** start ENTRIES SHOWN **
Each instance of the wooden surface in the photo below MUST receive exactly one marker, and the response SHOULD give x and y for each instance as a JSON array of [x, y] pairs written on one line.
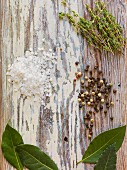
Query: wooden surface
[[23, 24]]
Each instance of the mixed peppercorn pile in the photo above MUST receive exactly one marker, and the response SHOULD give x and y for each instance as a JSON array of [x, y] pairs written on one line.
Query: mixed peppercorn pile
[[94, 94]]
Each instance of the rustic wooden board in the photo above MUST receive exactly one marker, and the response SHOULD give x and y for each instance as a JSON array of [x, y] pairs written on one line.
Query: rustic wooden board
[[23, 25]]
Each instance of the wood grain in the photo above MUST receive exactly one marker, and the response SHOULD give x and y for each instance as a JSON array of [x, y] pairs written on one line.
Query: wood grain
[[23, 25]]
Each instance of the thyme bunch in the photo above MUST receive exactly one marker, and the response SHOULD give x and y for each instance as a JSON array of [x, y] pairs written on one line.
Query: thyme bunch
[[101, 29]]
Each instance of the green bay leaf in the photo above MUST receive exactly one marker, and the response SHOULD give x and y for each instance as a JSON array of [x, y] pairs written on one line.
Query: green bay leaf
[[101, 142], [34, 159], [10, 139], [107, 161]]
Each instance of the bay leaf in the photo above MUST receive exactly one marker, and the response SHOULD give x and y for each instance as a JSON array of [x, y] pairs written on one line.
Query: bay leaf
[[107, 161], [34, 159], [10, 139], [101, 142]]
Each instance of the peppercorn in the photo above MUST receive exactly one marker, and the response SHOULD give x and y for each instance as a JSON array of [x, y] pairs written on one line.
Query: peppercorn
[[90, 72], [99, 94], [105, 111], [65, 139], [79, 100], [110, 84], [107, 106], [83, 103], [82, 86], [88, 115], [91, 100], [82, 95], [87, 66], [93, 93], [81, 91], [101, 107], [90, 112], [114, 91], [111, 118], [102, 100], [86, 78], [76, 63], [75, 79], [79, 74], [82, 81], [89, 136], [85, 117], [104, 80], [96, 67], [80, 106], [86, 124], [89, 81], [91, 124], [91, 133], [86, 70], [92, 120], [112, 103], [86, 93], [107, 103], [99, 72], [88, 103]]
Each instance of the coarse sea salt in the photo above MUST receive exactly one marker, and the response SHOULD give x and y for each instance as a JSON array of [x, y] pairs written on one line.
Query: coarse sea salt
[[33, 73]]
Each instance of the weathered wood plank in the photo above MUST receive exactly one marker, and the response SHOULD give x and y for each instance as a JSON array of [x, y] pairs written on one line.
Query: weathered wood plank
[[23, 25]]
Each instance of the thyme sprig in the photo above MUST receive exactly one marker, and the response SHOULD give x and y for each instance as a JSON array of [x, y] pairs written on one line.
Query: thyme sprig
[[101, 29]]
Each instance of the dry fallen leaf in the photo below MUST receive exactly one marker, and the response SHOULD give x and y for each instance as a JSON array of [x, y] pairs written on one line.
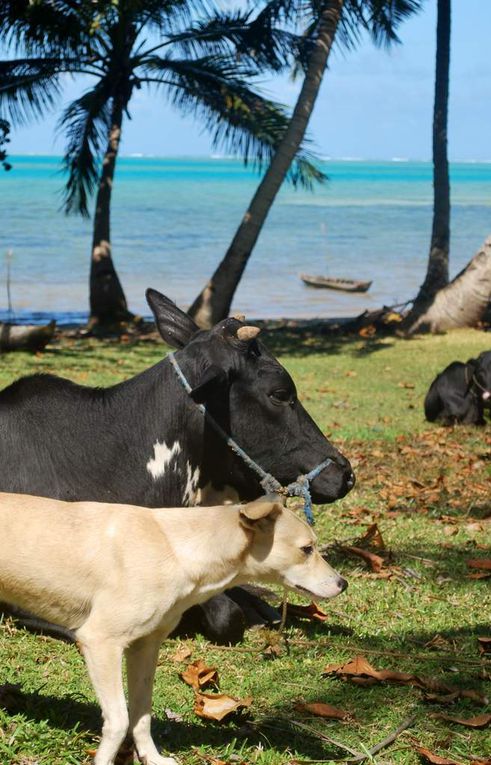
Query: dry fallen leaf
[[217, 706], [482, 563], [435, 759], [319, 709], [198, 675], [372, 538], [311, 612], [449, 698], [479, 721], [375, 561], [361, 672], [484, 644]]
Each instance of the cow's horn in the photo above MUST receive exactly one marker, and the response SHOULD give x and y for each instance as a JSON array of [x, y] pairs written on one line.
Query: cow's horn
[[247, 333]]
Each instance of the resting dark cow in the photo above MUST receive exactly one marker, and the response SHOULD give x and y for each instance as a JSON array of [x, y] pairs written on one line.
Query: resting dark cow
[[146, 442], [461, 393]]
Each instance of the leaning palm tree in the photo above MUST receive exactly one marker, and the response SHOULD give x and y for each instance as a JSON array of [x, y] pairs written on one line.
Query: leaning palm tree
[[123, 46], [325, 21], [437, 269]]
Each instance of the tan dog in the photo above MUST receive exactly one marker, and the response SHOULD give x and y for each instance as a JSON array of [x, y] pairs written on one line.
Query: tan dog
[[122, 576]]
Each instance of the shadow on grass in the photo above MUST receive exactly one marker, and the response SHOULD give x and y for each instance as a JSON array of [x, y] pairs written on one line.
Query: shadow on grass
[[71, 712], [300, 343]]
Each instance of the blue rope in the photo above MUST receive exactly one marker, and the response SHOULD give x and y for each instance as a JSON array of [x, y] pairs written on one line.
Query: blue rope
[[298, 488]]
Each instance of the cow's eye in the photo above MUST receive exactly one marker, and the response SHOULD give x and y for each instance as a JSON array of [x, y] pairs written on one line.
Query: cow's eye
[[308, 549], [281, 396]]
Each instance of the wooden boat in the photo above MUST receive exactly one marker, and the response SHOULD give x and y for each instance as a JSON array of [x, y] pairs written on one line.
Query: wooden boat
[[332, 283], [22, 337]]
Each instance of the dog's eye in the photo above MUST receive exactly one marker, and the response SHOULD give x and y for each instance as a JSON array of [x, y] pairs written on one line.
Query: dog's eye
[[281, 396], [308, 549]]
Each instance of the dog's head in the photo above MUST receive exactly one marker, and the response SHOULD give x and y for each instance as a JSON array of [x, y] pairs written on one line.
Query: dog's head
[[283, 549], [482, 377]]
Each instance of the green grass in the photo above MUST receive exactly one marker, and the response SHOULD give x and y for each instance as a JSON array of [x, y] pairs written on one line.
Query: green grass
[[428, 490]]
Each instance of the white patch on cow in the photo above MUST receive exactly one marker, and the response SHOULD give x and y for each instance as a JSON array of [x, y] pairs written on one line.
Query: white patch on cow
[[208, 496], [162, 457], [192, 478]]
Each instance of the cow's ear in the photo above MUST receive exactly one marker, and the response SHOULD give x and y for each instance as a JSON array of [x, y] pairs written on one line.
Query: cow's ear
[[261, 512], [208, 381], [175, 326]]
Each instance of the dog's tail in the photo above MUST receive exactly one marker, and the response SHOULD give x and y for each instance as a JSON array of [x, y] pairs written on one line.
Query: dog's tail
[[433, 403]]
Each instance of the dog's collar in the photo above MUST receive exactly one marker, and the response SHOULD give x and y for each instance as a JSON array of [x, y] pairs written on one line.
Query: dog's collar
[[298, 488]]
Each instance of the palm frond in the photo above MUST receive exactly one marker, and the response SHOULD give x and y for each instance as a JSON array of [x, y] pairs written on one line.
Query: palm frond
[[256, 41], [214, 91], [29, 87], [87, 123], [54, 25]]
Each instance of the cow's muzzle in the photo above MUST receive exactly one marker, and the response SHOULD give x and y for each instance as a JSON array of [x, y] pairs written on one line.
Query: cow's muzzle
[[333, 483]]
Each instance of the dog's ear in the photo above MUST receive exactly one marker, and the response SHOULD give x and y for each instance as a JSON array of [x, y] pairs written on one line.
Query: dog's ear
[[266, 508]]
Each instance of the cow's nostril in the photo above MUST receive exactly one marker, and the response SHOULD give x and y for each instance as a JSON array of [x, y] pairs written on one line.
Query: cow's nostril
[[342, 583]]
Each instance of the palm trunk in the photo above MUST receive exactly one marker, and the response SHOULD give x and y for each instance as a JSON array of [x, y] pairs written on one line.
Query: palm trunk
** end ENTRIES SHOWN **
Copy out the material above word for word, leaving out the pictures.

Each instance of the wooden surface in the photo below MUST receive exactly one marker, and the response SHOULD give x and y for each instance as a JSON array of [x, y] pairs written on one line.
Query: wooden surface
[[23, 24]]
Each instance of the mixed peppercorn pile in the photo above MUST receive exactly one marker, and the response SHOULD give x and y for each instance as a JSON array of [x, y] pairs written on one line.
Query: mixed peppercorn pile
[[94, 94]]
Each instance of the rustic wooden board in the photo above MUST receive exactly one marker, and the response SHOULD give x and y for each instance as a JSON array of [x, y] pairs written on one line.
Query: rustic wooden board
[[23, 25]]
Each instance of the wood grain in the photo above MUST receive exactly one marker, and the response SHOULD give x and y for each instance as a JSON array of [x, y] pairs written on one line.
Query: wood grain
[[23, 25]]
Each instance of the thyme bunch in the photo above MUST receive exactly one marker, and the response SHOULD give x and y for each instance as a JSON array of [x, y] pairs written on one line.
Query: thyme bunch
[[101, 29]]
Each instance of the green bay leaf in the photo above MUST receive exactly one marker, and the response SHOULD give x and y for each instance as a JSON array of [x, y] pairs written on one line.
Query: green bay leaf
[[101, 142], [34, 159], [10, 139], [107, 161]]
Each instance of the bay leaf in the photo above MUST receive exactly one marker, and the response SHOULD give x and y for each instance as a JSON array of [x, y] pairs written on one line.
Query: bay leaf
[[107, 161], [34, 159], [10, 139], [101, 142]]
Each instance of the peppercorn in the photo above MUST receive exactly one marker, and the response SHOULD give x and y for each instance as a JSON array of [x, y] pairs written on one line.
Query: peppercorn
[[90, 72], [99, 94], [105, 111], [65, 139], [79, 100], [110, 84], [107, 106], [83, 103], [82, 86], [88, 115], [91, 100], [82, 95], [87, 66], [93, 93], [81, 91], [101, 107], [90, 112], [114, 91], [111, 118], [102, 100], [86, 78], [76, 63], [75, 79], [79, 74], [82, 81], [89, 136], [85, 117], [104, 80], [96, 67], [80, 106], [86, 124], [89, 81], [91, 124], [91, 133], [86, 70], [92, 120], [112, 103], [86, 93], [107, 103], [99, 72], [88, 103]]
Each instance of the coarse sea salt in the photo above MUST receive exactly one marker, and the response SHOULD give x and y for each instance as a JSON array of [x, y] pairs written on one line.
Query: coarse sea salt
[[33, 73]]
Each instance of the weathered wood plank in the photo above MUST receive exactly one marker, and the response SHOULD give x and y for each instance as a JSON array of [x, y] pairs written on one line.
Query: weathered wood plank
[[23, 25]]
Each instance of the thyme sprig in the photo above MUST receive exactly one marker, and the response SHOULD give x and y for each instance as a JSON array of [x, y] pairs written on one line.
Query: thyme sprig
[[101, 29]]
Each instance of the dry fallen leaf in the photo below MUST receive exactly one marker, and the response SHOULD give x and y for each instance as a JSON array of [x, y] pairs written on one line.
Query: dry fallen leaf
[[217, 706], [482, 563], [435, 759], [319, 709], [198, 675], [372, 538], [311, 612], [449, 698], [479, 721], [375, 561], [361, 672], [484, 644]]
Each instance of the cow's horn in the photo above MUST receive exactly one marker, and the response SHOULD give x and y for each instance as a JSON array of [x, y] pairs written on one line.
Query: cow's horn
[[247, 333]]
Each instance of the resting dark cow in the photo above MUST receive exactly one marker, and the response SHOULD give x and y for each instance as a JSON array of [x, y] pairs written on one line.
Query: resting dark cow
[[146, 442], [461, 393]]
Each instance of the leaning palm tree in the photo above MUST receive exactly one marker, and the response SHOULD give x and y for each instance as a JSON array of [x, y] pairs written on one line.
Query: leaning palm tree
[[123, 46], [325, 21], [437, 269]]
Each instance of the tan dog in the photo above MUST receive exactly one marker, and the response SHOULD give x and y for each instance as a JSON array of [x, y] pairs written on one line.
Query: tan dog
[[122, 576]]
Each instance of the shadow on grass in the photo above MUST receive exactly one marker, and the response SHOULD give x and y for each instance as a JSON array of [x, y] pairs written on one line.
Query: shadow on grass
[[71, 712], [300, 343]]
Each instance of the blue rope in the photo above MUST receive exactly one marker, and the response SHOULD give x and y for each instance as a JSON array of [x, y] pairs written on one line.
Query: blue rope
[[298, 488]]
Each instance of the cow's eye in the photo above MUST receive exactly one marker, and the response SHOULD give x and y for each instance as a JSON array of [x, y] pairs written on one line.
Query: cow's eye
[[308, 549], [281, 396]]
Each instance of the wooden boat in the photo above MUST receive exactly one marker, and the response SHOULD give x and y for each instance as a JSON array of [x, y] pairs written on one line.
Query: wooden boat
[[332, 283], [22, 337]]
Each instance of the dog's eye in the photo above MUST receive exactly one marker, and the response SHOULD give x and y for each instance as a JSON array of [x, y] pairs written on one line.
Query: dog's eye
[[281, 396], [308, 549]]
Each instance of the dog's head in the photo above MUST receive exactly one marker, and the response SHOULD give x and y for each instance as a JSON array of [x, y] pairs written on one line.
Query: dog's head
[[283, 549], [482, 377]]
Each instance of the green grass in the photo above MUST receive exactly one marker, and the response SHOULD give x and y for each instance as a JSON array of [x, y] pairs written on one line.
Query: green grass
[[428, 490]]
Each instance of the white patch on cow in the photo above MUST receive exactly one marker, and the response SHOULD give x and y for each instance as a JSON array of [x, y] pairs written on one line.
Query: white patch on cow
[[208, 496], [162, 457], [192, 478]]
Each instance of the cow's ear in the photo above MUST receive exactly one marker, and the response SHOULD give x and y for each instance as a JSON array of [x, y] pairs written on one line.
Query: cow's ear
[[261, 512], [208, 381], [175, 326]]
Each instance of the dog's tail in the photo above MUST receive exactly one marker, and the response SHOULD give x and y for each instance as a JSON array of [x, y] pairs written on one line.
Query: dog's tail
[[433, 403]]
Each instance of the dog's collar in the photo above MUST receive exactly one marker, and the response SHOULD give x and y for each instance as a JSON array of [x, y] pairs written on one line.
Query: dog's collar
[[298, 488]]
Each instance of the palm frond in the photo above MUST receive exactly one marker, and the response SHOULD give x and y for each instance as a JSON array of [x, y] pairs written on one line.
Query: palm frond
[[256, 41], [214, 91], [29, 87], [87, 123], [54, 25]]
Each instance of the cow's muzzle in the photo above MUST receive exactly one marker, and the response SHOULD give x and y for each instance as a JSON array of [x, y] pairs written on one line.
Query: cow's muzzle
[[333, 483]]
Each instance of the dog's ear in the photo above MUST receive exactly one marker, and the response SHOULD give x and y for each instance as a JSON array of [x, y] pairs written on one line.
Query: dog's ear
[[266, 508]]
Each instance of the cow's nostril in the photo above MUST receive exactly one marker, and the response SHOULD give x and y for each instance as a JSON array of [x, y] pairs written on one line.
Query: cow's nostril
[[342, 583]]
Each instance of the palm trunk in the photo above MUST receive exactly one marker, and the response SHOULD give x and y for each instance as a JSON array of [x, y] pairs written on one line.
Query: palm trunk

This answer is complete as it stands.